═══ EXCERPTED TEXT

Reputation: 1202
I already have word frequencies and categories like this:
y = ['animals', 'restaurants', 'sports']
x = [{'cat':1, 'dog':2}, {'food':4, 'drink':2}, {'baseball':4, 'basketball':5}]
How should I proceed with building the pipeline per the tutorial as follows:
>>> from sklearn.pipeline import Pipeline
>>> text_clf = Pipeline([('vect', CountVectorizer()),
... ('tfidf', TfidfTransformer()),
... ('clf', MultinomialNB()),
... ])
>>> text_clf = text_clf.fit(twenty_train.data, twenty_train.target)
CountVectorizer is expecting a string... I guess I could create a string from the dictionary and repeat each word the number of times it occurs?

══════
═══ GIVEN RECORDS

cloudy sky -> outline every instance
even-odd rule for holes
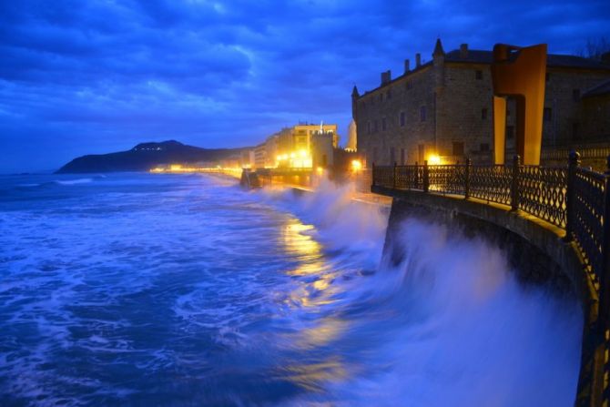
[[[177,139],[254,145],[334,122],[350,94],[469,43],[610,38],[608,0],[0,0],[0,172]]]

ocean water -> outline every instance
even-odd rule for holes
[[[574,300],[351,194],[0,177],[0,405],[573,404]]]

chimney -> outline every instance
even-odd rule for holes
[[[381,85],[385,85],[391,80],[391,72],[381,72]]]
[[[468,44],[462,44],[460,46],[460,58],[466,59],[468,57]]]

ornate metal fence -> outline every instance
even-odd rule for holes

══════

### WORK INSTRUCTIONS
1) In the scikit-learn pipeline post, what kind of input does CountVectorizer expect?
2) From the scikit-learn pipeline post, write out the stretch from "Reputation: 1202" through "text_clf = text_clf.fit(twenty_train.data, twenty_train.target)", substituting "BernoulliNB" for "MultinomialNB".
3) Pick up the scikit-learn pipeline post after its final sentence and carry it on.
None of the data is needed for this work.

### TASK-BY-TASK OUTPUTS
1) CountVectorizer expects a string.

2)
Reputation: 1202
I already have word frequencies and categories like this:
y = ['animals', 'restaurants', 'sports']
x = [{'cat':1, 'dog':2}, {'food':4, 'drink':2}, {'baseball':4, 'basketball':5}]
How should I proceed with building the pipeline per the tutorial as follows:
>>> from sklearn.pipeline import Pipeline
>>> text_clf = Pipeline([('vect', CountVectorizer()),
... ('tfidf', TfidfTransformer()),
... ('clf', BernoulliNB()),
... ])
>>> text_clf = text_clf.fit(twenty_train.data, twenty_train.target)

3)
http://scikit-learn.org/stable/tutorial/text_analytics/working_with_text_data.html
Upvotes: 1
Views: 594
Reputation: 41003
If you already have word frequencies then use a DictVectorizer:
from sklearn.feature_extraction import DictVectorizer
pipeline = Pipeline([('dvect', DictVectorizer()),
('tfidf', TfidfTransformer()),
('clf', MultinomialNB())])
model = pipeline.fit(x, y)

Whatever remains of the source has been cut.